Excerpt from a data file:
## Begin
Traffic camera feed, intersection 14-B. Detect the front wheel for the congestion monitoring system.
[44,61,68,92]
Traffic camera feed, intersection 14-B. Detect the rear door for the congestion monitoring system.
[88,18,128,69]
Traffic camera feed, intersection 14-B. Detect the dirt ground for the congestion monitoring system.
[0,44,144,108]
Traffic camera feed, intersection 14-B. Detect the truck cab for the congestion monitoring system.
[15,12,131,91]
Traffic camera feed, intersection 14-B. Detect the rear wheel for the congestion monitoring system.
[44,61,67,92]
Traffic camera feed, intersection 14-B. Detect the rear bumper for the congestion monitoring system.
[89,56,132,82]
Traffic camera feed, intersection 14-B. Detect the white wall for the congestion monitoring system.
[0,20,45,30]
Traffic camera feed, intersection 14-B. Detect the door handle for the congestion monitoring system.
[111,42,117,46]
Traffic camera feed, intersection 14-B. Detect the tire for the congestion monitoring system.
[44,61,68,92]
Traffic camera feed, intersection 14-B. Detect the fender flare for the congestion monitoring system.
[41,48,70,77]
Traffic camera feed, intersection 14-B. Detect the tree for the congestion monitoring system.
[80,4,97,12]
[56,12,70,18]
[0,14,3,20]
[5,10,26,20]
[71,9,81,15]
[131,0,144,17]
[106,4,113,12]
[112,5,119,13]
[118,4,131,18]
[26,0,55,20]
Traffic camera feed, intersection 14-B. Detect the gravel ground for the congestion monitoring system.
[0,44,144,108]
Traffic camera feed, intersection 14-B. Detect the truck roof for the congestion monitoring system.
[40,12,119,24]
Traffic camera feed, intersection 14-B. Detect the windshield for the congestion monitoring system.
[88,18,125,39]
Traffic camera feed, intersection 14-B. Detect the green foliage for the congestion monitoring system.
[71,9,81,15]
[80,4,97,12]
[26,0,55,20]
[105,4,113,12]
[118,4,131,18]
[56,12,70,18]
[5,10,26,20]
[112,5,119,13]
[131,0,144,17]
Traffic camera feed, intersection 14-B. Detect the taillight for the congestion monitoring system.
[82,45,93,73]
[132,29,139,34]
## End
— AIM OF THE EXERCISE —
Turn every line of the listing above into a numbered list, skipping any blank lines.

— OUTPUT OF THE TASK —
1. Traffic camera feed, intersection 14-B. Detect the front wheel for the congestion monitoring system.
2. [44,61,68,92]
3. Traffic camera feed, intersection 14-B. Detect the rear door for the congestion monitoring system.
4. [88,18,128,69]
5. Traffic camera feed, intersection 14-B. Detect the dirt ground for the congestion monitoring system.
6. [0,44,144,108]
7. Traffic camera feed, intersection 14-B. Detect the truck cab for the congestion monitoring system.
8. [15,12,131,91]
9. Traffic camera feed, intersection 14-B. Detect the rear wheel for the congestion monitoring system.
10. [44,61,67,92]
11. Traffic camera feed, intersection 14-B. Detect the rear bumper for the congestion monitoring system.
12. [89,56,132,82]
13. Traffic camera feed, intersection 14-B. Detect the white wall for the congestion monitoring system.
14. [0,20,45,30]
15. Traffic camera feed, intersection 14-B. Detect the door handle for the congestion monitoring system.
16. [111,42,117,46]
17. Traffic camera feed, intersection 14-B. Detect the tire for the congestion monitoring system.
18. [44,61,68,92]
19. Traffic camera feed, intersection 14-B. Detect the fender flare for the congestion monitoring system.
20. [41,48,70,77]
21. Traffic camera feed, intersection 14-B. Detect the tree for the congestion monitoring system.
22. [80,4,97,12]
23. [56,12,70,18]
24. [0,14,3,20]
25. [5,10,26,20]
26. [71,9,81,15]
27. [131,0,144,17]
28. [106,4,113,12]
29. [112,5,119,13]
30. [118,4,131,18]
31. [26,0,55,20]
32. Traffic camera feed, intersection 14-B. Detect the gravel ground for the congestion monitoring system.
33. [0,44,144,108]
34. Traffic camera feed, intersection 14-B. Detect the truck roof for the congestion monitoring system.
35. [40,12,119,24]
36. Traffic camera feed, intersection 14-B. Detect the windshield for the congestion monitoring system.
37. [88,18,125,39]
38. Traffic camera feed, intersection 14-B. Detect the green foliage for the congestion monitoring system.
39. [71,9,81,15]
40. [80,4,97,12]
41. [26,0,55,20]
42. [105,4,113,12]
43. [118,4,131,18]
44. [56,12,70,18]
45. [5,10,26,20]
46. [112,5,119,13]
47. [131,0,144,17]
48. Traffic camera feed, intersection 14-B. Detect the taillight for the congestion monitoring system.
49. [82,45,93,73]
50. [132,29,139,34]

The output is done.